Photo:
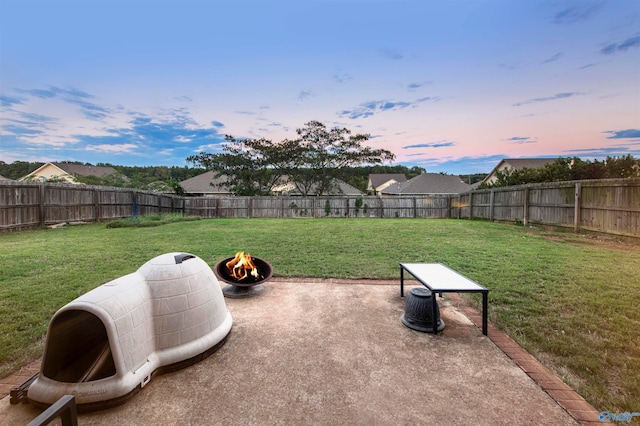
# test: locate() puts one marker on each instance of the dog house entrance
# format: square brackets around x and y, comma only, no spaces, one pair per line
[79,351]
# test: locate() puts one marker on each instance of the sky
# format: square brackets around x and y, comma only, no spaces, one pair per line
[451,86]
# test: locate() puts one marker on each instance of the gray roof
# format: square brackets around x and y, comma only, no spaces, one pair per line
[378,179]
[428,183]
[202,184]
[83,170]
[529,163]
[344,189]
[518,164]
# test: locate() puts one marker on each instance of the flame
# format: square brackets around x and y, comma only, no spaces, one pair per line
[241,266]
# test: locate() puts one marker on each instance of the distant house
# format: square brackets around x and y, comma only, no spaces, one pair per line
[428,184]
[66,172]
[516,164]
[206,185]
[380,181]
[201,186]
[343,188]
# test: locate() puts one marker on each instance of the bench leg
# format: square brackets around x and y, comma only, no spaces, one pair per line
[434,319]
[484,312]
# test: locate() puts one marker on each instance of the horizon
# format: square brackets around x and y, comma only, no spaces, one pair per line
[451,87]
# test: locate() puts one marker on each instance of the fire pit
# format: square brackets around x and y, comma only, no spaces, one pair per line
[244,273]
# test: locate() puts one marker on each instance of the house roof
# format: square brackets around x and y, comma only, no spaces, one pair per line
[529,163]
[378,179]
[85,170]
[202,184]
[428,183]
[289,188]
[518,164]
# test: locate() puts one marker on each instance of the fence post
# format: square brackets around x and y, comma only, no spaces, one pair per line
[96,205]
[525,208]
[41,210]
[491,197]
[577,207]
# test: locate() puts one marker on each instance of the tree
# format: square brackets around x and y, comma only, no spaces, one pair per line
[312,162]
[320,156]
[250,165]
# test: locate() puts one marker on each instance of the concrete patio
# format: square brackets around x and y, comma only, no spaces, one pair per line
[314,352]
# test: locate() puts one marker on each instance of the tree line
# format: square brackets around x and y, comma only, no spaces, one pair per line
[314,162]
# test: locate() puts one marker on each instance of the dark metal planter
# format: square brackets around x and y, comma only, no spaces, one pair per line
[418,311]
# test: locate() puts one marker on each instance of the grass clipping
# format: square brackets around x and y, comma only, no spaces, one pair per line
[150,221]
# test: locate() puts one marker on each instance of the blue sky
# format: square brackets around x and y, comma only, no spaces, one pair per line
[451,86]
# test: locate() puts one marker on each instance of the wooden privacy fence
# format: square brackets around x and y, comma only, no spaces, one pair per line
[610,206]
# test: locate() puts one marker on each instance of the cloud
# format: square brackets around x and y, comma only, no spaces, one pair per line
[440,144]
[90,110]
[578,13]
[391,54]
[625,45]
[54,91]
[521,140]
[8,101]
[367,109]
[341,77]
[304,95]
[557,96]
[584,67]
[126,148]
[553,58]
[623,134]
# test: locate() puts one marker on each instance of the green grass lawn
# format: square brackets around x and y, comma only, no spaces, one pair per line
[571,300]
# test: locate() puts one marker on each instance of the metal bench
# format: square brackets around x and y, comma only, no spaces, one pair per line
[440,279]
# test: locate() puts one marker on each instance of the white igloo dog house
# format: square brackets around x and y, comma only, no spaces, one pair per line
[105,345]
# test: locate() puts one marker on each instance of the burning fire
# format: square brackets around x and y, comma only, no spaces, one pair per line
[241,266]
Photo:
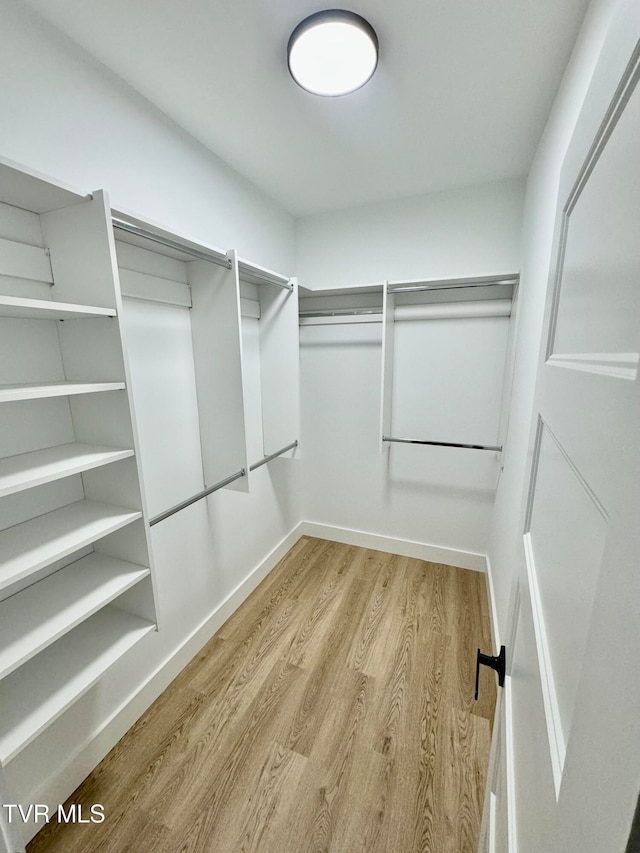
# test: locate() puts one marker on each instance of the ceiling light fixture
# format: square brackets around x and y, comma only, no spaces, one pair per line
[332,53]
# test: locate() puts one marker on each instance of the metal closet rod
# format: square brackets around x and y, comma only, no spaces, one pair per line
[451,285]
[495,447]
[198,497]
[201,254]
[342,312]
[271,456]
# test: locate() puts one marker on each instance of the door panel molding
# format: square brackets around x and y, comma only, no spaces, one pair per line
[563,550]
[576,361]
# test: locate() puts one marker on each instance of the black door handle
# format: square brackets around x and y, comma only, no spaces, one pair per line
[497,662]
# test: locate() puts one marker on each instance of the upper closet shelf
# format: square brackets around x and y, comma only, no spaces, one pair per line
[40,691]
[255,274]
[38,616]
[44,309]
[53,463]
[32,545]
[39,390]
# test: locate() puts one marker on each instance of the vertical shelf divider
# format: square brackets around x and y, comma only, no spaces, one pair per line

◆ CHALLENGE: Render every line of the records above as a Markdown table with the columns Row and Line, numbering each row and skipping blank lines. Leave out the pictures.

◆ CORRECT RESULT:
| Row | Line |
|---|---|
| 1 | Photo: |
| 2 | # test: locate() puts one marker on each instance of the dog house entrance |
| 3 | # format: square brackets around x and y, comma only, no spaces, one pair per line |
| 4 | [79,351] |
| 5 | # test: locate() puts one marker on each instance of the sky |
| 6 | # format: square brackets around x and y, comma only, no spaces, one pair per line |
| 7 | [451,86] |
| 8 | # test: locate() puts one marker on each instance of the gray roof |
| 9 | # format: square brackets around x and y, comma only, no spaces, one pair per line |
| 10 | [378,179] |
| 11 | [428,183] |
| 12 | [202,184] |
| 13 | [83,170] |
| 14 | [529,163] |
| 15 | [344,189] |
| 16 | [518,164] |
| 17 | # test: locate() puts one marker on each instance of the flame |
| 18 | # format: square brackets around x and y, comma only, no spaces, one pair per line |
| 19 | [241,266] |
| 20 | # test: locate() puts one marker on each instance of the distant house |
| 21 | # format: square brackets around x and y, comma only, no spaces, one pair per line |
| 22 | [428,184] |
| 23 | [66,172] |
| 24 | [516,164] |
| 25 | [206,185] |
| 26 | [380,181] |
| 27 | [201,186] |
| 28 | [343,188] |
| 29 | # test: locate() puts one marker on each instance of the bench leg |
| 30 | # format: square brackets around x and y, comma only, no spaces, one pair per line |
| 31 | [434,319] |
| 32 | [484,312] |
| 33 | # test: locate() puts one marker on each instance of the horizon |
| 34 | # format: square brackets around x and y, comma only, no spaces, one pair per line |
| 35 | [451,87] |
| 36 | # test: locate() puts one marker on each instance of the fire pit |
| 37 | # format: square brackets around x and y, comma only, no spaces, one pair per line |
| 38 | [244,273] |
| 39 | # test: locate() puts one marker on each instance of the house roof |
| 40 | # format: square brackets around x and y, comma only, no spaces, one pair per line |
| 41 | [529,163] |
| 42 | [378,179] |
| 43 | [85,170] |
| 44 | [202,184] |
| 45 | [428,183] |
| 46 | [289,188] |
| 47 | [518,164] |
| 48 | # test: locate() puts one marker on each instance of the fence post |
| 49 | # format: square brackets around x and y, comma only, no spaces, one pair per line |
| 50 | [96,205] |
| 51 | [525,208] |
| 52 | [41,210] |
| 53 | [491,197] |
| 54 | [577,207] |
| 55 | # test: locate() puts one marker on each instance of the tree |
| 56 | # format: square brackets around x and y, comma only, no spaces, one pair per line |
| 57 | [312,162] |
| 58 | [320,156] |
| 59 | [250,165] |
| 60 | # test: locate() puts one marker on each instance of the concrete patio |
| 61 | # format: square brackets around x and y, comma only, no spaces, one pair per line |
| 62 | [314,352] |
| 63 | # test: locate() puts one marker on each instance of the tree line |
| 64 | # format: square brackets around x and y, comma only, no spaces, one pair per line |
| 65 | [314,162] |
| 66 | # test: locate() puts one marker on each instance of the dark metal planter |
| 67 | # format: square brackets around x and y, comma only, no spaces, one pair per line |
| 68 | [418,311] |
| 69 | # test: locate() puts one marker on each instance of the grass clipping |
| 70 | # format: square brackets around x and y, comma only, no spaces, one pair per line |
| 71 | [150,221] |
| 72 | # test: locate() puts one marker on each instance of the blue sky |
| 73 | # format: square brackets around x and y, comma only, no spaces, one pair per line |
| 74 | [451,86] |
| 75 | # test: locate() puts one marker on each instance of the wooden privacy fence |
| 76 | # format: square brackets around x and y, comma only, no spaces, one pair per line |
| 77 | [610,206] |
| 78 | # test: locate() puts one marker on each instance of the cloud |
| 79 | # format: square brackets around x and y, comma only, no spaces, one pair per line |
| 80 | [440,144] |
| 81 | [90,110] |
| 82 | [578,13] |
| 83 | [391,54] |
| 84 | [625,45] |
| 85 | [54,91] |
| 86 | [521,140] |
| 87 | [8,101] |
| 88 | [367,109] |
| 89 | [341,77] |
| 90 | [304,95] |
| 91 | [557,96] |
| 92 | [584,67] |
| 93 | [126,148] |
| 94 | [553,58] |
| 95 | [623,134] |
| 96 | # test: locate() puts one marker on each instance of the green grass lawn |
| 97 | # format: square brackets around x and y, comma only, no spaces, one pair per line |
| 98 | [571,300] |
| 99 | # test: locate() puts one marker on each instance of the metal bench |
| 100 | # format: square brackets around x and y, comma only, no spaces, one pair per line |
| 101 | [440,279] |
| 102 | # test: locate() puts one marker on each instance of the white igloo dog house |
| 103 | # format: square brackets around x and y, comma only, no spaces, one pair per line |
| 104 | [105,345] |
| 105 | # test: locate() puts one marker on each instance of the burning fire |
| 106 | # format: square brackets around x and y, comma only, no spaces, one pair per line |
| 107 | [241,266] |
| 108 | Photo: |
| 109 | # test: locate() puts one marker on each instance of the ceiling light fixture |
| 110 | # format: square brackets around x and y, comma only, no spaces, one pair per line |
| 111 | [332,53] |
| 112 | # test: locate() puts one marker on each instance of the metal closet rod |
| 113 | # format: square brackets around x and y, comma only, no spaces, one pair per line |
| 114 | [451,285] |
| 115 | [495,447] |
| 116 | [198,497] |
| 117 | [201,254] |
| 118 | [342,312] |
| 119 | [271,456] |
| 120 | # test: locate() puts one marker on each instance of the door panel molding |
| 121 | # format: square brackets around x and y, comma only, no spaces, one pair per line |
| 122 | [563,550] |
| 123 | [576,361] |
| 124 | # test: locate() puts one marker on each instance of the black door handle |
| 125 | # format: square brackets around x and y, comma only, no spaces, one pair per line |
| 126 | [497,662] |
| 127 | # test: locate() puts one marker on each instance of the upper closet shelf |
| 128 | # format: square brackets around x and y, comma only, no spaces, one pair per line |
| 129 | [40,691] |
| 130 | [255,274] |
| 131 | [38,616] |
| 132 | [44,309] |
| 133 | [53,463] |
| 134 | [32,545] |
| 135 | [39,390] |
| 136 | # test: locate() puts one marker on each instance of the vertical shelf divider |
| 137 | # format: square brackets around x and y, comma only, no spaces, one pair per line |